● **WHAT IS BEING ASKED**: Looking at the records below, count how many lines contain the string "chair". Give that number alone.

===============

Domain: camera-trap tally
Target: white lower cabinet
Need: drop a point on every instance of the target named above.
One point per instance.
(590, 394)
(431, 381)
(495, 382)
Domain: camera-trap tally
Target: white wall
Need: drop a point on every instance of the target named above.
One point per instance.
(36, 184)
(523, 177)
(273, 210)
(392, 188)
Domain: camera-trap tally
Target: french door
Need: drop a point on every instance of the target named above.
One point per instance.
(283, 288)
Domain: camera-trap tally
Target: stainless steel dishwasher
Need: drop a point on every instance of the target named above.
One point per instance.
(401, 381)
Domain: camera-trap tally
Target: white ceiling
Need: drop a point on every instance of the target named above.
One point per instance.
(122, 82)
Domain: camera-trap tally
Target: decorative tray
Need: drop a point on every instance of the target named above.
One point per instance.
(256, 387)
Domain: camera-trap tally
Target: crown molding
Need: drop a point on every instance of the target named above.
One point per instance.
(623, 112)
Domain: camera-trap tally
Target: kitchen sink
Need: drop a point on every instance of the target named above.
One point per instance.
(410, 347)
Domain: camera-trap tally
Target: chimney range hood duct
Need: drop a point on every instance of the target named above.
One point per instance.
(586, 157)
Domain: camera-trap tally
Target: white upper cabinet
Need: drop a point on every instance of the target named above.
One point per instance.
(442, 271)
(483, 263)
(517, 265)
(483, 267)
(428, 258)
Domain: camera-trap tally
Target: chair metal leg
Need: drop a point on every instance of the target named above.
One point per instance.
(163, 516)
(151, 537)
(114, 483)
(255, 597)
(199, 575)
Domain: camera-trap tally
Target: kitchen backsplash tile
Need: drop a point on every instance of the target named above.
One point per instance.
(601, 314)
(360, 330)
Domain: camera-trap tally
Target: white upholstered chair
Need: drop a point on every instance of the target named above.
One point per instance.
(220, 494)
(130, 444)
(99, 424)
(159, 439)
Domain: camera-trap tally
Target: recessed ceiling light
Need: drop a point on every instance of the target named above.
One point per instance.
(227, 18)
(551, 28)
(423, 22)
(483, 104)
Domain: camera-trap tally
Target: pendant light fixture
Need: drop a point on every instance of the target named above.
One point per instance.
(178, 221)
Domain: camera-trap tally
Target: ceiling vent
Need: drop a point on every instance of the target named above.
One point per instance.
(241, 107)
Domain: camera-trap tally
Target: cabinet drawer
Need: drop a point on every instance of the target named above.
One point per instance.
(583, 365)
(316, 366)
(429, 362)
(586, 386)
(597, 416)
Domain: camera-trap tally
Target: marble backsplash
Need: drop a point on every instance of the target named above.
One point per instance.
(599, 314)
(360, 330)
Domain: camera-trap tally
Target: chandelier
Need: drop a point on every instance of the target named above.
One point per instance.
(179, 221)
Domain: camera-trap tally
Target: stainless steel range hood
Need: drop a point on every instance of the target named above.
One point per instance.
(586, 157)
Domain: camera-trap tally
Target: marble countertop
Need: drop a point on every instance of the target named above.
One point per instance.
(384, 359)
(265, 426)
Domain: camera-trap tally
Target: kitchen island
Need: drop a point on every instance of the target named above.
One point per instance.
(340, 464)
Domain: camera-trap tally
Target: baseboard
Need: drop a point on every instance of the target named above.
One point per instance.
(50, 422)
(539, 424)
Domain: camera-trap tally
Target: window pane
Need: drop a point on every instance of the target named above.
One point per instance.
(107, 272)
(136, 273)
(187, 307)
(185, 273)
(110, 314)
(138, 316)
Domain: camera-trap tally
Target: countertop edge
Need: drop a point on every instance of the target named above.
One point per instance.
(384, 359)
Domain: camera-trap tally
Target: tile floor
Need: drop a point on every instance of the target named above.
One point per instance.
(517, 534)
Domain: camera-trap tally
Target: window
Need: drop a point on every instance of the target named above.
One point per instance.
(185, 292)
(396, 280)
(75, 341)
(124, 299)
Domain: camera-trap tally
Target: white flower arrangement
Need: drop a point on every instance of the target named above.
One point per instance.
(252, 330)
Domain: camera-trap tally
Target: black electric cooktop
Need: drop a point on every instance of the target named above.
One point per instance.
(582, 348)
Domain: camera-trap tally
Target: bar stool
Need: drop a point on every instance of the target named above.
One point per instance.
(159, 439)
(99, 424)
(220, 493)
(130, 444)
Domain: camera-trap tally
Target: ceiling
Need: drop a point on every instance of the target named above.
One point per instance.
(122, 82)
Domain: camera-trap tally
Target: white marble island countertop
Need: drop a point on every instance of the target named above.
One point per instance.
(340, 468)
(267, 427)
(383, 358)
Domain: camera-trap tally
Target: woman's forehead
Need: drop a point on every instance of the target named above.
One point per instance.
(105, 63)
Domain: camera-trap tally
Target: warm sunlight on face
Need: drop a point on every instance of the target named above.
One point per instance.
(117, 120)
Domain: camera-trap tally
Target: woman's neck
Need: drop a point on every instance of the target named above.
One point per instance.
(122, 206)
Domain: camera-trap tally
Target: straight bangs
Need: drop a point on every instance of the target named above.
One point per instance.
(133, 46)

===============

● **OUTPUT BELOW**: 2